[START OF DATASET CONTENT]
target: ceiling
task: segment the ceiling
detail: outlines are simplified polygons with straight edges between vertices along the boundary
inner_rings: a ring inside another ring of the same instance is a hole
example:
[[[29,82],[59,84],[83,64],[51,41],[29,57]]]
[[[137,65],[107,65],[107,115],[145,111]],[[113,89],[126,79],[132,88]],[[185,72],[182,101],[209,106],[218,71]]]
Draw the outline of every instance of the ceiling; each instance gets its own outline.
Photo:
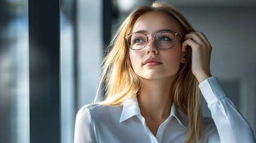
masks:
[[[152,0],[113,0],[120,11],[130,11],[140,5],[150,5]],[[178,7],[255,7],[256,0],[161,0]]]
[END OF DATASET CONTENT]
[START OF DATASET CONTENT]
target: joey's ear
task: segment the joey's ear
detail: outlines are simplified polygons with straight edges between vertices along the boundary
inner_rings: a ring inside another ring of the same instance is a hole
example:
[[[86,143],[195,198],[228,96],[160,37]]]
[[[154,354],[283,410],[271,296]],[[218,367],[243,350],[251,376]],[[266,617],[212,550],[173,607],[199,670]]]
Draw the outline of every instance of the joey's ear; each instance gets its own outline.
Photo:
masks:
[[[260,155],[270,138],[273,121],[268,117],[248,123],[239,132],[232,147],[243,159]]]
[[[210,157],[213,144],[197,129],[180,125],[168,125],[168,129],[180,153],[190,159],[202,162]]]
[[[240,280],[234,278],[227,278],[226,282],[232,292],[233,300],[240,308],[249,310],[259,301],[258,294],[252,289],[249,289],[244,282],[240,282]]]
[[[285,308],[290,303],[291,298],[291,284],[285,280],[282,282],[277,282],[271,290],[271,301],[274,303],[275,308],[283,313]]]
[END OF DATASET CONTENT]
[START OF DATASET CONTENT]
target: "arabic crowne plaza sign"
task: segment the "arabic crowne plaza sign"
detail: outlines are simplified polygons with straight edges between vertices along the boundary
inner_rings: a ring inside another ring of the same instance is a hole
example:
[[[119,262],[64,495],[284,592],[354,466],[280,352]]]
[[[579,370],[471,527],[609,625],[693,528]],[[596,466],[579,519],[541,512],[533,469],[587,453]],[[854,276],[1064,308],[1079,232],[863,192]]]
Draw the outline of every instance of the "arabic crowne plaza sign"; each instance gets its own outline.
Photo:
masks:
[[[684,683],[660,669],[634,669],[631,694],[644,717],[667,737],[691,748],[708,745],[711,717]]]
[END OF DATASET CONTENT]
Pull out every line of the records that contains the word "segment". Case counts.

> **SOLUTION**:
task: segment the ceiling
task: segment the joey's ear
task: segment the "arabic crowne plaza sign"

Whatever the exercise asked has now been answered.